◆ Exercise ◆
Start at the line below containing "Exercise. Point out the gold" and stop at the line containing "Exercise. Point out the black flat". Repeat every line of that stretch exactly, and nothing outside it.

◆ Dataset records ◆
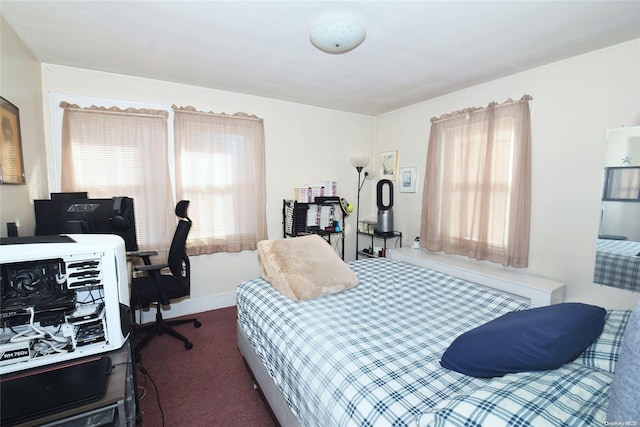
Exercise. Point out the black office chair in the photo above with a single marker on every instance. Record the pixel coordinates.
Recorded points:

--

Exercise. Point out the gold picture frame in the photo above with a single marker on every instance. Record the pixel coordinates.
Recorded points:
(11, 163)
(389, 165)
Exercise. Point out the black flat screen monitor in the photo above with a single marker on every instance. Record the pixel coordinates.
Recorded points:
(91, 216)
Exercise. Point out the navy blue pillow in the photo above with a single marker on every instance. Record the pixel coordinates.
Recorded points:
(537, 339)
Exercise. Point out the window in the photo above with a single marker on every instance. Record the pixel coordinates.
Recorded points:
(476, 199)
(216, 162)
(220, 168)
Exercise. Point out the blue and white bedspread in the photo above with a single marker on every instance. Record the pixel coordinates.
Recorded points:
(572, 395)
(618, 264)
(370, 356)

...

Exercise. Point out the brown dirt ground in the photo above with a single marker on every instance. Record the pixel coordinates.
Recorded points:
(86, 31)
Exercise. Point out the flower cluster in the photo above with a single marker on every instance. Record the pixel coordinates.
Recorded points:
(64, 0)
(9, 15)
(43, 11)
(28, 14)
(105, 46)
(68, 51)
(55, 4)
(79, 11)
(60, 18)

◆ Problem solution ◆
Exercise. Point out the gold picture frame in the photo above with a single marker on every instance. Record the pixel coordinates.
Recorded points:
(11, 163)
(389, 165)
Exercise. Point out the black flat screen monitor in the photo above with a single marker on every instance. Record the pixel coordinates.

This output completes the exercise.